Your task: Begin at the line that has "Where can you spot the bridge deck?" and stop after the last line of the records. Copy those lines out in full, offsetting every coordinate by 46 and leaving all other text unchanged.

Supplied data:
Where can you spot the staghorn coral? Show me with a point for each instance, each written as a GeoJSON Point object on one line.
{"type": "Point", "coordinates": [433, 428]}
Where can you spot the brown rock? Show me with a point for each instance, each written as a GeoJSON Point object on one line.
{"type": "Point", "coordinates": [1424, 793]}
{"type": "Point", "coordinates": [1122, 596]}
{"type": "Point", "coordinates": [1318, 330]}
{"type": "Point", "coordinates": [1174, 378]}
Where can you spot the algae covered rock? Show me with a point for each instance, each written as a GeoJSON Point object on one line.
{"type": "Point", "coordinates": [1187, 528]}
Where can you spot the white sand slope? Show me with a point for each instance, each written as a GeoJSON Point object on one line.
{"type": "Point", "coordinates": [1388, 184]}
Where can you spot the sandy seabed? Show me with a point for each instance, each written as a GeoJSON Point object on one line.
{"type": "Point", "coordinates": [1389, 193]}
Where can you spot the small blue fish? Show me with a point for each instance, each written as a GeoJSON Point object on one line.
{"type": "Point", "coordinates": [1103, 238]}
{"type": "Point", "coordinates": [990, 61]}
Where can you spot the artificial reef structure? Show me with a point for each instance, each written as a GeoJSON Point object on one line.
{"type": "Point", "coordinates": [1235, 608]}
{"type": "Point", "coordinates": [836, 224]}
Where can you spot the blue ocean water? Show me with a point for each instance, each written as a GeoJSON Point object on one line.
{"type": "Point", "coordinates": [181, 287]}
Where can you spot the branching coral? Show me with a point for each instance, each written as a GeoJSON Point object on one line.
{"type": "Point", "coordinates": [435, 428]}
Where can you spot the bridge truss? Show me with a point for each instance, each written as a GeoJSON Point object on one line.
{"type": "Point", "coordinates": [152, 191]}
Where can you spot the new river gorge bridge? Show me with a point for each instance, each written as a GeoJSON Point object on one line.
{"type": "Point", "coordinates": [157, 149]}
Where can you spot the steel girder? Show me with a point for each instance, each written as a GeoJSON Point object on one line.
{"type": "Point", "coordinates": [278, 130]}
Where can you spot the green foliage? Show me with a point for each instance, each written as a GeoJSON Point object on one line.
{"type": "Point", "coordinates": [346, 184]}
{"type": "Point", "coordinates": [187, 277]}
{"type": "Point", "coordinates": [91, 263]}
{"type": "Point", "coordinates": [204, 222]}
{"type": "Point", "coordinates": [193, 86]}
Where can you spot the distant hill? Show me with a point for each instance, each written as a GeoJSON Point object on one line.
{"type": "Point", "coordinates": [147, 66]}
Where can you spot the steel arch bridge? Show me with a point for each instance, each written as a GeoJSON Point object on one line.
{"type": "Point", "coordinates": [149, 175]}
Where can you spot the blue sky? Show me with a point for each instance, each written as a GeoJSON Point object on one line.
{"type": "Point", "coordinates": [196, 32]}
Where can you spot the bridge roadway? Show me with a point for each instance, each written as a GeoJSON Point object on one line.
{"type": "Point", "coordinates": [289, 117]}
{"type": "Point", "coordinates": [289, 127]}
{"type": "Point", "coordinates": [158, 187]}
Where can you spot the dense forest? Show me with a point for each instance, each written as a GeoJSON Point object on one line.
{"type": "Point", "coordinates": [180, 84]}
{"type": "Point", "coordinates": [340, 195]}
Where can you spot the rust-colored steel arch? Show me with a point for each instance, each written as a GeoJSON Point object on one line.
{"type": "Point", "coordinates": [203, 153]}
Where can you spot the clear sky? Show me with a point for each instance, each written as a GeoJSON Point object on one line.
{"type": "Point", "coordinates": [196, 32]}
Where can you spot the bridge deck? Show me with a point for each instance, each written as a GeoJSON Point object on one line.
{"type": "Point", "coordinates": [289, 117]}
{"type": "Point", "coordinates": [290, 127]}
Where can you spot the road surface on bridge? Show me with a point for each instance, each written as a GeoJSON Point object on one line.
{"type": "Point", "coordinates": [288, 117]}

Completed task:
Where can you spot the bridge deck? Show me with a point for each instance, each written as a GeoJSON Point object on one line.
{"type": "Point", "coordinates": [335, 163]}
{"type": "Point", "coordinates": [336, 173]}
Where can you spot the road surface on bridge? Show me with a point for each instance, each written as a GeoJSON Point object on one line.
{"type": "Point", "coordinates": [334, 163]}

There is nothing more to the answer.